__What is being asked__. What follows is a listing to be transcribed exactly.

Stored records
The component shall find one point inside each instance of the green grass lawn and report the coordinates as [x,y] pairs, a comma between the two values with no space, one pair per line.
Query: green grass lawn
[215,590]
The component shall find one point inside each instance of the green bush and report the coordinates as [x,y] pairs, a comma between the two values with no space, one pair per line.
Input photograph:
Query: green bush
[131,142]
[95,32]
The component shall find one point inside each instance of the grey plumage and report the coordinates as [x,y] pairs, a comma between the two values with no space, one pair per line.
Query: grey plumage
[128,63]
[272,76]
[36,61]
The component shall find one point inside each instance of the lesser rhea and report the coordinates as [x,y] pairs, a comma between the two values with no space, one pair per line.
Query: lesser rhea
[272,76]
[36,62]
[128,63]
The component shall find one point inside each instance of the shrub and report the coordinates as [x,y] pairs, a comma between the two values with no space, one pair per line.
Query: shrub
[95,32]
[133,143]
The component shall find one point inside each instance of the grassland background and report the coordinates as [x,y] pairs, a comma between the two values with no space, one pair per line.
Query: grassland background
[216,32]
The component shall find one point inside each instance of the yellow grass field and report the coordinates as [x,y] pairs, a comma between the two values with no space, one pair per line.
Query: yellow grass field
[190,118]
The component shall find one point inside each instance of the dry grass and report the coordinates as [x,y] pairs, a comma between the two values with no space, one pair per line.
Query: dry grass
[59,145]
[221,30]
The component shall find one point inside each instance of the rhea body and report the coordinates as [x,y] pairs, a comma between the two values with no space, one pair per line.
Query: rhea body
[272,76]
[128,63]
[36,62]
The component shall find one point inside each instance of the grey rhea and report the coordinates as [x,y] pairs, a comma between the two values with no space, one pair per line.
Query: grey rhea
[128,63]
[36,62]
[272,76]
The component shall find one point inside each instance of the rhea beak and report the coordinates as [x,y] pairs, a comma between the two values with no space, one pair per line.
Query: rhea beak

__Solution for this exercise__.
The component shall find one point inside each instance of the green grass lawn and report the coordinates as [x,y] pairs, a comma between the two values with no space, one pair per line.
Query: green grass lawn
[215,590]
The component shall find one point inside each instance of the green bush and report the coordinates as [x,y] pairs, a comma between the two values with no space, one pair per line.
Input photograph:
Query: green bush
[131,142]
[95,32]
The component shall find one point inside each instance of the grey plumage and report the coordinates as [x,y] pairs, a comma between the two values with no space, one pair per line.
Query: grey plumage
[128,63]
[272,76]
[36,61]
The component shall find one point inside each instance of the lesser rhea and report the coordinates as [x,y] pairs, a comma between the two values with no space, one pair per line.
Query: lesser rhea
[272,76]
[36,62]
[128,63]
The component shall find one point inside each instance of the shrub and report the coordinates as [x,y] pairs, a comma between the two values with no space, one pair per line.
Query: shrub
[95,32]
[133,143]
The component shall find one point inside each instance of the grassland background and report the coordinates as [x,y] pairs, a comma between the two values with no space, one pair per line.
Query: grassland background
[216,32]
The component shall find one point inside each instance of the yellow grass field and report the coordinates as [x,y] pairs, a comma between the two values with no space, one pair per line.
Query: yellow grass field
[190,118]
The component shall find one point inside each instance of the dry grass and report the coordinates as [x,y] pairs, a comma between the two values with no space, one pair per line.
Query: dry grass
[59,145]
[221,30]
The component shall find one point inside each instance of the rhea body and report the coordinates as [x,y] pairs, a comma between the two values with no space, one pair per line.
Query: rhea body
[272,76]
[128,63]
[36,62]
The component shall find one point inside each instance of the grey rhea and report the coordinates as [x,y] pairs, a comma between the two values with no space, one pair per line.
Query: grey rhea
[128,63]
[36,62]
[272,76]
The component shall find one point inside each instance of the rhea beak and report the coordinates as [x,y] pairs, a comma between the two values with no space, one pair per line.
Query: rhea beak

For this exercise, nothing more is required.